**Listing for bounding box labeling:**
• • • •
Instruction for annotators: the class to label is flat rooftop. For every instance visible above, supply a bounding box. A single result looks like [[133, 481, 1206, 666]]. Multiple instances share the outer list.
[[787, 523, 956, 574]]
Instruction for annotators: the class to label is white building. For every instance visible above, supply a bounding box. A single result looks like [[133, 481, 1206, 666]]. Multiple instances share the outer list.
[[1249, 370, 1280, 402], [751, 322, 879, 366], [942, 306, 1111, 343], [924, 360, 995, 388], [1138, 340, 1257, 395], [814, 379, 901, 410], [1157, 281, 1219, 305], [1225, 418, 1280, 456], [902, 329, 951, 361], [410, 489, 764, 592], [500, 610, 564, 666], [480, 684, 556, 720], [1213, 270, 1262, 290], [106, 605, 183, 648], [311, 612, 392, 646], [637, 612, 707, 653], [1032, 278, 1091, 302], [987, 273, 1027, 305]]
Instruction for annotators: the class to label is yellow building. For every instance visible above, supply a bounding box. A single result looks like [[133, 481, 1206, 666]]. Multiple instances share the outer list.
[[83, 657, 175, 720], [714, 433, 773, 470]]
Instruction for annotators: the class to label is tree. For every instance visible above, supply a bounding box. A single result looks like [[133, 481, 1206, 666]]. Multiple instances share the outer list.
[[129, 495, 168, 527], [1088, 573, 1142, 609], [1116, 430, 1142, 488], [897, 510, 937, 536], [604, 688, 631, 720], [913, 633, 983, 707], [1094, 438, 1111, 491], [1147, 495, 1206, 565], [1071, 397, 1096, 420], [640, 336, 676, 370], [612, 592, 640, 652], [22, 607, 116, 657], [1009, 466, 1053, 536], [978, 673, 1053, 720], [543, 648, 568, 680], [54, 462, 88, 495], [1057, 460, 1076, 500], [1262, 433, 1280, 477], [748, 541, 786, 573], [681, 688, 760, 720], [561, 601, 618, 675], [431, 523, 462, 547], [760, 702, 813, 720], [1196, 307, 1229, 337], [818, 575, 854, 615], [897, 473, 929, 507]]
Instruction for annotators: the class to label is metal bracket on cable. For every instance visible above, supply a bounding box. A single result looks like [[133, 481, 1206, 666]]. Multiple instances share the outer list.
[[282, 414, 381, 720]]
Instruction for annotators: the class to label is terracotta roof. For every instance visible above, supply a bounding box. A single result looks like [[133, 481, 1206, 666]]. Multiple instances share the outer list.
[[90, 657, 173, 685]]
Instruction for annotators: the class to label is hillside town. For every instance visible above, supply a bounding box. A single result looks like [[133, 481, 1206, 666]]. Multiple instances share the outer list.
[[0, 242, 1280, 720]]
• • • •
**AIM OF THE TASK:**
Convert the listing above into a two-column CSV with the headers instruction and boxes, one row per entry. Put each entry's text and its answer in separate quoted fields, replacing any line breaks with spaces.

**WRITTEN SOLUTION:**
instruction,boxes
"Instruction for annotators: the class to label is flat rooftop. For every instance visible above, supply a bounding box. A single result looks like [[133, 481, 1206, 666]]. Multiple instances share the outer list.","[[787, 523, 956, 574]]"
"Instruction for annotators: the class to label is white building. For every instance visible above, supply a bounding box. A single result looks like [[133, 481, 1206, 666]]. Multiple instances share the outer list.","[[1249, 370, 1280, 402], [751, 322, 879, 366], [942, 306, 1111, 343], [924, 360, 995, 388], [1138, 340, 1257, 395], [814, 379, 901, 410], [1157, 281, 1219, 305], [1225, 418, 1280, 456], [902, 329, 951, 361], [410, 489, 764, 592], [500, 610, 564, 666], [480, 684, 556, 720], [1213, 270, 1262, 290], [106, 605, 183, 648], [311, 612, 392, 646], [637, 612, 707, 653], [1032, 278, 1091, 302], [987, 273, 1027, 305]]"
"Instruction for annotators: the class to label is yellow building. For every instance visible above, supply a bounding box. A single result looks like [[133, 481, 1206, 666]]. Multiple instances share the outer list.","[[83, 657, 175, 720], [714, 433, 773, 470]]"
"Instruction for annotators: the class to label is tree. For every instance visible above, supply a bounding box. A single result looks like [[133, 481, 1206, 666]]. Multiple instances share the outer list.","[[129, 495, 168, 527], [1088, 573, 1142, 609], [1116, 430, 1142, 488], [897, 510, 937, 536], [604, 688, 631, 720], [913, 633, 983, 707], [1094, 438, 1111, 491], [1147, 495, 1206, 565], [1071, 397, 1096, 420], [640, 336, 676, 370], [612, 592, 640, 652], [22, 607, 116, 657], [1009, 466, 1053, 536], [978, 673, 1053, 720], [543, 648, 568, 680], [54, 462, 88, 495], [1057, 460, 1076, 500], [1262, 433, 1280, 477], [748, 541, 786, 573], [681, 688, 760, 720], [561, 601, 618, 675], [431, 523, 462, 547], [760, 702, 813, 720], [1196, 307, 1229, 337], [818, 575, 854, 615], [897, 473, 929, 507]]"
"Instruction for annotators: the class to label is metal bracket on cable. For every instance visible above, supply a bounding box. A single result looks like [[133, 481, 1206, 666]]. Multiple instances share the outer list.","[[282, 414, 381, 720]]"
"Instruction for annotators: the class to label is terracotta roof. For every instance visible above, supply a bounding box. A single result looks like [[133, 481, 1206, 666]]. Multiple instances share the outer list.","[[90, 657, 173, 685]]"
"Instruction for annotators: the class to label is hillside town. For every instance visible above, supply a bounding box. A single result looks like [[133, 481, 1206, 666]]. Multiple instances share the outer list.","[[0, 242, 1280, 720]]"